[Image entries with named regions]
· · · · · · ·

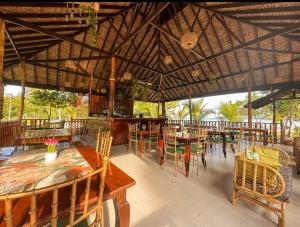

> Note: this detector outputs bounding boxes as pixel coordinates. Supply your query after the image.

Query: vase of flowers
[45,138,58,162]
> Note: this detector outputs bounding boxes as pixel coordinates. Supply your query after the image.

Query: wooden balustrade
[0,118,284,147]
[167,120,284,143]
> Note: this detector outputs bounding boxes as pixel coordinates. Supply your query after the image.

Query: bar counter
[110,118,167,145]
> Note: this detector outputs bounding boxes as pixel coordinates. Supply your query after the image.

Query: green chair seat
[190,143,205,154]
[166,146,185,154]
[208,137,223,143]
[143,137,157,142]
[226,138,239,144]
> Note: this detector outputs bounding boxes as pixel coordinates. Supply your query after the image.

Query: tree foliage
[184,98,215,121]
[219,100,242,121]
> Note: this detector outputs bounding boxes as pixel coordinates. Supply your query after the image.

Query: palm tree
[184,98,215,121]
[133,101,157,117]
[166,101,188,120]
[219,100,242,122]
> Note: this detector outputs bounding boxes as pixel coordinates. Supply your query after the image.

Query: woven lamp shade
[180,32,198,49]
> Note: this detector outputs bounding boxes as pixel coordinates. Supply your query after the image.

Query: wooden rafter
[166,23,300,75]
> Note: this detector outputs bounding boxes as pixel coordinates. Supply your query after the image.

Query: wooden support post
[19,59,26,122]
[108,56,116,117]
[0,18,5,120]
[161,91,166,117]
[272,99,277,143]
[189,89,193,127]
[247,70,253,144]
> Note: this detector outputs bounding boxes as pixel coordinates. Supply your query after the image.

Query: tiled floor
[105,145,300,227]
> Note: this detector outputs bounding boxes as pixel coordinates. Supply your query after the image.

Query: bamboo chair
[143,124,160,154]
[128,123,140,155]
[0,157,108,227]
[208,127,223,157]
[162,128,185,177]
[190,128,208,176]
[232,146,292,227]
[225,128,243,152]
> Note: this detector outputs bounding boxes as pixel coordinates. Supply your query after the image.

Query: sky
[4,85,247,109]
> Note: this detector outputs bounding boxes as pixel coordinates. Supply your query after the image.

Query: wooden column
[189,89,193,126]
[19,60,26,122]
[108,56,116,117]
[161,91,166,117]
[0,19,5,120]
[248,71,253,128]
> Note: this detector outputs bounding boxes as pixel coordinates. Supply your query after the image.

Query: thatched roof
[0,2,300,101]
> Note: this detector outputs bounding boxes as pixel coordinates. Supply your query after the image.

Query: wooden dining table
[21,129,73,145]
[159,132,200,177]
[0,142,135,227]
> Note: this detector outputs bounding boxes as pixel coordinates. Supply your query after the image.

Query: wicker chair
[143,124,160,154]
[162,128,185,176]
[190,128,208,176]
[0,157,108,227]
[128,123,140,154]
[232,146,292,227]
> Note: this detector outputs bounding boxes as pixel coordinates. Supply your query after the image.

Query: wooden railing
[0,118,285,147]
[0,121,20,147]
[167,120,285,143]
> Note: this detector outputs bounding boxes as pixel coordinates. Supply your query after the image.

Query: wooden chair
[162,128,185,176]
[128,123,140,154]
[208,128,223,156]
[0,157,108,227]
[232,146,292,227]
[143,124,160,154]
[225,128,243,152]
[190,128,208,176]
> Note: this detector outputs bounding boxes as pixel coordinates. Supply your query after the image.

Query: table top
[0,145,135,226]
[0,147,93,195]
[22,129,71,139]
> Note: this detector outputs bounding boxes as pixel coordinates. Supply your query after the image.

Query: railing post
[280,119,285,144]
[0,18,5,121]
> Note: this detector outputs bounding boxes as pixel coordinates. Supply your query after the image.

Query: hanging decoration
[79,81,85,88]
[65,2,100,46]
[130,79,152,101]
[164,55,173,65]
[192,69,200,77]
[276,54,292,63]
[123,72,132,80]
[180,32,198,49]
[65,60,77,70]
[79,2,100,46]
[208,73,217,88]
[65,81,71,87]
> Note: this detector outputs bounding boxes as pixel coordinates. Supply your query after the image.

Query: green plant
[208,73,217,88]
[80,3,98,46]
[130,79,151,101]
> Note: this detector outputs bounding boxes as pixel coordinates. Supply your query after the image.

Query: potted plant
[45,138,58,162]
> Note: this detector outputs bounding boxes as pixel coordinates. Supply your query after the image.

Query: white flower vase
[45,152,57,162]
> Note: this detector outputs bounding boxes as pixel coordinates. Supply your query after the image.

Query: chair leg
[174,154,178,177]
[196,154,199,176]
[231,188,237,206]
[278,203,285,227]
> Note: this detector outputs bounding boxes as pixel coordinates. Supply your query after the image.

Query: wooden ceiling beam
[222,5,300,15]
[164,57,300,89]
[5,28,23,62]
[163,23,300,75]
[112,2,170,55]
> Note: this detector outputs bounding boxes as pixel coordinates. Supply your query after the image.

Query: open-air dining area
[0,1,300,227]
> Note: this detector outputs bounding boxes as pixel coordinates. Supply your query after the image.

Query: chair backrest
[96,130,113,157]
[163,127,177,151]
[128,123,140,139]
[0,157,108,227]
[150,124,160,137]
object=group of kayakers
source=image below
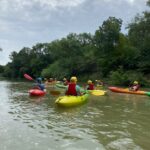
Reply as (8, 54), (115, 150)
(31, 76), (140, 96)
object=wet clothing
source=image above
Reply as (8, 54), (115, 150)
(66, 83), (80, 96)
(131, 84), (140, 91)
(87, 83), (94, 90)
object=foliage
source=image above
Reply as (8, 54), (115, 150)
(1, 0), (150, 85)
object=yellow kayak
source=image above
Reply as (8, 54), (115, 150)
(55, 94), (88, 107)
(88, 90), (106, 96)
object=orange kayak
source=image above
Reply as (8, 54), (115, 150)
(108, 87), (146, 95)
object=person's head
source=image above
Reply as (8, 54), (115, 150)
(63, 78), (67, 81)
(36, 77), (42, 83)
(70, 76), (77, 83)
(133, 81), (138, 85)
(87, 80), (92, 84)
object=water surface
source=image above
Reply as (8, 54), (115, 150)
(0, 81), (150, 150)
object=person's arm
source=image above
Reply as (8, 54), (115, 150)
(76, 85), (82, 95)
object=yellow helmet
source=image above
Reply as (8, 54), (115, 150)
(70, 76), (77, 82)
(133, 81), (138, 84)
(88, 80), (92, 84)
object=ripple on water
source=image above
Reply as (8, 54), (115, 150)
(106, 138), (143, 150)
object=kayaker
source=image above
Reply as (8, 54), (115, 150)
(86, 80), (94, 90)
(34, 78), (45, 91)
(95, 80), (104, 87)
(129, 81), (140, 91)
(63, 78), (69, 85)
(65, 76), (82, 96)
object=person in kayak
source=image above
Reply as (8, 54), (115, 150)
(86, 80), (94, 90)
(95, 80), (104, 87)
(65, 76), (82, 96)
(129, 81), (140, 91)
(34, 78), (45, 91)
(63, 78), (69, 85)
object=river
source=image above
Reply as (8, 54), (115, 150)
(0, 81), (150, 150)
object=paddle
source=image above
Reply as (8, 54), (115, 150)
(24, 73), (34, 81)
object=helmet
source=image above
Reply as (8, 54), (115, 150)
(70, 76), (77, 82)
(133, 81), (138, 84)
(63, 78), (67, 81)
(36, 77), (42, 83)
(88, 80), (92, 84)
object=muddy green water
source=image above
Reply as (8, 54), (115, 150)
(0, 81), (150, 150)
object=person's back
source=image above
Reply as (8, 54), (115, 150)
(65, 77), (81, 96)
(36, 78), (45, 91)
(130, 81), (140, 91)
(87, 80), (94, 90)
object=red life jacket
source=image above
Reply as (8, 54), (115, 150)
(88, 83), (94, 90)
(66, 83), (77, 96)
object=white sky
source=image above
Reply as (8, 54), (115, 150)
(0, 0), (147, 65)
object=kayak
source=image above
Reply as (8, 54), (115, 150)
(108, 87), (149, 95)
(56, 83), (67, 89)
(88, 90), (106, 96)
(29, 89), (46, 96)
(55, 94), (88, 107)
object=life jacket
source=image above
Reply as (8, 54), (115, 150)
(66, 83), (77, 96)
(132, 84), (140, 91)
(64, 80), (69, 85)
(87, 83), (94, 90)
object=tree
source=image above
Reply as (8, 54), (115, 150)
(128, 1), (150, 73)
(95, 17), (122, 76)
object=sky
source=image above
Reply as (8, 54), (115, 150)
(0, 0), (147, 65)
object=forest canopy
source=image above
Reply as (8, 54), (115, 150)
(3, 0), (150, 85)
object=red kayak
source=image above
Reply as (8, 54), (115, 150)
(109, 87), (146, 95)
(29, 89), (46, 96)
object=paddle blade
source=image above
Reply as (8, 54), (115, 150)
(50, 90), (61, 96)
(91, 90), (106, 96)
(24, 74), (33, 80)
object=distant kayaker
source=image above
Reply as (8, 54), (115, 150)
(95, 80), (104, 87)
(34, 77), (45, 91)
(86, 80), (94, 90)
(129, 81), (140, 91)
(63, 78), (69, 85)
(65, 76), (82, 96)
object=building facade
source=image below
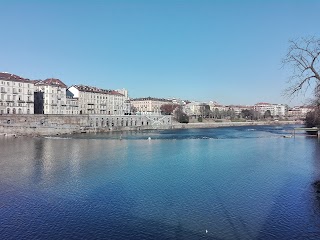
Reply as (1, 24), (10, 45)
(0, 72), (34, 114)
(34, 78), (67, 114)
(68, 85), (129, 115)
(254, 103), (288, 116)
(130, 97), (172, 115)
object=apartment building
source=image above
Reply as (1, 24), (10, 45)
(130, 97), (172, 115)
(0, 72), (34, 114)
(288, 106), (314, 119)
(226, 105), (254, 116)
(68, 85), (129, 115)
(34, 78), (67, 114)
(254, 102), (288, 116)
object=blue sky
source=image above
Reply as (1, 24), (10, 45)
(0, 0), (320, 106)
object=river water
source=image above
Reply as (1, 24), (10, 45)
(0, 126), (320, 239)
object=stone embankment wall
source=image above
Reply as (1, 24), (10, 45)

· · · · · · ·

• Exercise details:
Reproduce word for word the stretch of the entries from the start through the line containing "[226,138,239,144]", with both ends included, and leave out the pictures.

• Task answer:
> Note: this detector outputs bounding boxes as pixel coordinates. Supply your query after the image.

Query: vase of flowers
[45,138,58,162]
> Note: this detector outputs bounding boxes as pixel coordinates. Supply your query after the image.

Query: wooden balustrade
[0,118,284,147]
[167,120,284,143]
> Note: this detector outputs bounding boxes as pixel coordinates. Supply your query after the image.

Query: bar counter
[110,118,167,145]
> Note: this detector outputs bounding boxes as pixel coordinates. Supply your query after the image.

Query: green chair seat
[190,143,205,154]
[166,146,185,154]
[208,137,223,143]
[143,137,157,142]
[226,138,239,144]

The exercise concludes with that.